__YOUR GOAL__.
Each record below is to be retyped exactly, with its pictures omitted.

__TASK INPUTS__.
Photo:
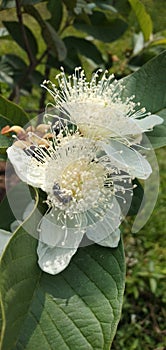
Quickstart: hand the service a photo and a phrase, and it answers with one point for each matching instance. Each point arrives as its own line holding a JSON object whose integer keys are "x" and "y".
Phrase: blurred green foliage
{"x": 109, "y": 35}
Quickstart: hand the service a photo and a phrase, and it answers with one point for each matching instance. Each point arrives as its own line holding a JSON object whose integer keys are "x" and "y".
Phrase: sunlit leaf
{"x": 78, "y": 308}
{"x": 148, "y": 86}
{"x": 143, "y": 18}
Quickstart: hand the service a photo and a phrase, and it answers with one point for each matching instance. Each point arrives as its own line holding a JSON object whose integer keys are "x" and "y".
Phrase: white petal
{"x": 102, "y": 229}
{"x": 32, "y": 174}
{"x": 53, "y": 260}
{"x": 51, "y": 233}
{"x": 127, "y": 159}
{"x": 121, "y": 125}
{"x": 4, "y": 238}
{"x": 147, "y": 123}
{"x": 15, "y": 224}
{"x": 28, "y": 209}
{"x": 112, "y": 240}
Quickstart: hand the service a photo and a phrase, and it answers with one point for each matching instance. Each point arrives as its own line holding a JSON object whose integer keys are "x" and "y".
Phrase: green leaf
{"x": 148, "y": 86}
{"x": 10, "y": 212}
{"x": 13, "y": 113}
{"x": 54, "y": 43}
{"x": 102, "y": 28}
{"x": 77, "y": 309}
{"x": 143, "y": 18}
{"x": 56, "y": 15}
{"x": 158, "y": 136}
{"x": 11, "y": 3}
{"x": 15, "y": 31}
{"x": 76, "y": 46}
{"x": 3, "y": 33}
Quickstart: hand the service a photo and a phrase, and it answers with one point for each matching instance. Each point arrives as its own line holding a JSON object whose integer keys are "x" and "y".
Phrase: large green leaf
{"x": 77, "y": 309}
{"x": 11, "y": 3}
{"x": 13, "y": 113}
{"x": 15, "y": 31}
{"x": 148, "y": 86}
{"x": 102, "y": 28}
{"x": 81, "y": 46}
{"x": 143, "y": 18}
{"x": 54, "y": 43}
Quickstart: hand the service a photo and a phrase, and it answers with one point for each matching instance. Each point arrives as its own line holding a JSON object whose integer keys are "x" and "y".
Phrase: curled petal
{"x": 4, "y": 238}
{"x": 102, "y": 229}
{"x": 26, "y": 169}
{"x": 53, "y": 260}
{"x": 147, "y": 123}
{"x": 127, "y": 159}
{"x": 54, "y": 235}
{"x": 112, "y": 240}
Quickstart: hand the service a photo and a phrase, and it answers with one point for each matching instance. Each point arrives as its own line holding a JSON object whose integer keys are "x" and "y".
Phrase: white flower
{"x": 4, "y": 238}
{"x": 98, "y": 110}
{"x": 84, "y": 188}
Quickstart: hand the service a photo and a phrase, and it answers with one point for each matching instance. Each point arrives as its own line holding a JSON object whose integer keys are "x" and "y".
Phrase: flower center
{"x": 83, "y": 180}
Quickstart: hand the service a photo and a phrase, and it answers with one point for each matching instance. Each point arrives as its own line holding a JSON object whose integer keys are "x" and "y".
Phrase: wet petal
{"x": 52, "y": 234}
{"x": 53, "y": 260}
{"x": 25, "y": 167}
{"x": 112, "y": 240}
{"x": 127, "y": 159}
{"x": 4, "y": 238}
{"x": 147, "y": 123}
{"x": 102, "y": 229}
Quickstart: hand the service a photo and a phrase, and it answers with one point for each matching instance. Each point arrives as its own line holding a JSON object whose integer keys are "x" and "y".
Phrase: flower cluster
{"x": 85, "y": 160}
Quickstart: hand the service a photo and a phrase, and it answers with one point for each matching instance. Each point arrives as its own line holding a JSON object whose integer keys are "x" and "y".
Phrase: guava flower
{"x": 83, "y": 187}
{"x": 98, "y": 109}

__YOUR SOLUTION__.
Photo:
Quickstart: hand the service a photo and a phrase, and it answers with one point for each matching instance. Each point arrives as its own line holding a JSON object whose integer keys are "x" and "y".
Phrase: blurred green foliage
{"x": 109, "y": 35}
Quickstart: hand the service a photo and a phrase, and it answers with one point for each matching instance. Each point arrives as its own line holding a JSON object whose integer keys are "x" and "y".
Phrase: sunlit leaf
{"x": 78, "y": 308}
{"x": 148, "y": 86}
{"x": 143, "y": 18}
Quickstart: hand the service a photo and a phrase, and it answers with one point for each matching instance. Each point arrives as its own line holding a JSON object whose integer keys are "x" and "y".
Phrase: white petal
{"x": 102, "y": 229}
{"x": 32, "y": 174}
{"x": 53, "y": 260}
{"x": 51, "y": 233}
{"x": 127, "y": 159}
{"x": 121, "y": 125}
{"x": 4, "y": 238}
{"x": 147, "y": 123}
{"x": 15, "y": 224}
{"x": 28, "y": 209}
{"x": 112, "y": 240}
Quickstart: hand the service a photo and a phrase, and it answers with one point for each matching instance. Each point arrives as its own line holding a JSON object whose integer keys are "x" and "y".
Phrase: green leaf
{"x": 148, "y": 86}
{"x": 10, "y": 212}
{"x": 13, "y": 113}
{"x": 54, "y": 43}
{"x": 102, "y": 28}
{"x": 77, "y": 309}
{"x": 143, "y": 18}
{"x": 56, "y": 15}
{"x": 158, "y": 136}
{"x": 11, "y": 3}
{"x": 15, "y": 31}
{"x": 76, "y": 46}
{"x": 3, "y": 33}
Quickstart: hand the service a photo and a phrase, and it answers with one point for each matching instance. Each point arrives as its own line holding a JSON object whose integer keys are "x" and "y".
Phrase: large green leaf
{"x": 77, "y": 309}
{"x": 11, "y": 3}
{"x": 13, "y": 113}
{"x": 15, "y": 31}
{"x": 148, "y": 86}
{"x": 102, "y": 28}
{"x": 81, "y": 46}
{"x": 143, "y": 18}
{"x": 54, "y": 43}
Quickstart: hand the service a photo and a phrase, and it answers with one point for each matching instance. Each point arrives as its own line holding a JSON object whose integer keys are "x" and "y".
Phrase: curled petal
{"x": 4, "y": 238}
{"x": 102, "y": 229}
{"x": 26, "y": 169}
{"x": 53, "y": 260}
{"x": 147, "y": 123}
{"x": 127, "y": 159}
{"x": 54, "y": 235}
{"x": 112, "y": 240}
Quickstart: hand the service a photo and a phrase, and it answers with one point for each matching instance. Each point arrives as its own line holding a JSON object whose integer keys are "x" and "y".
Phrase: white flower
{"x": 4, "y": 238}
{"x": 98, "y": 110}
{"x": 84, "y": 188}
Quickstart: hand the service a photo and a phrase, and it answers with one point for each matching instance. Each point arrives as its own line holding a JSON object whose integer keys are "x" and "y".
Phrase: flower center
{"x": 83, "y": 180}
Quickstart: hand the service a photo and a phrase, and it answers with one point for each matching instance. Each point arrives as its own line holding a JSON object whose integer keys are "x" and "y".
Phrase: wet petal
{"x": 52, "y": 234}
{"x": 53, "y": 260}
{"x": 25, "y": 167}
{"x": 112, "y": 240}
{"x": 127, "y": 159}
{"x": 4, "y": 238}
{"x": 147, "y": 123}
{"x": 102, "y": 229}
Quickstart: hand the service a photo and a phrase, and it answers with one point for each matching instance. Each point arrives as its own line holding a JSON object whose integer keys are "x" and "y".
Phrase: flower cluster
{"x": 85, "y": 160}
Quickstart: hand the service a photo and a phrase, and it answers with one point for each matching instance. Each point arrives as its own line holding a JSON object whose integer keys are "x" and "y".
Phrase: guava flower
{"x": 83, "y": 187}
{"x": 98, "y": 109}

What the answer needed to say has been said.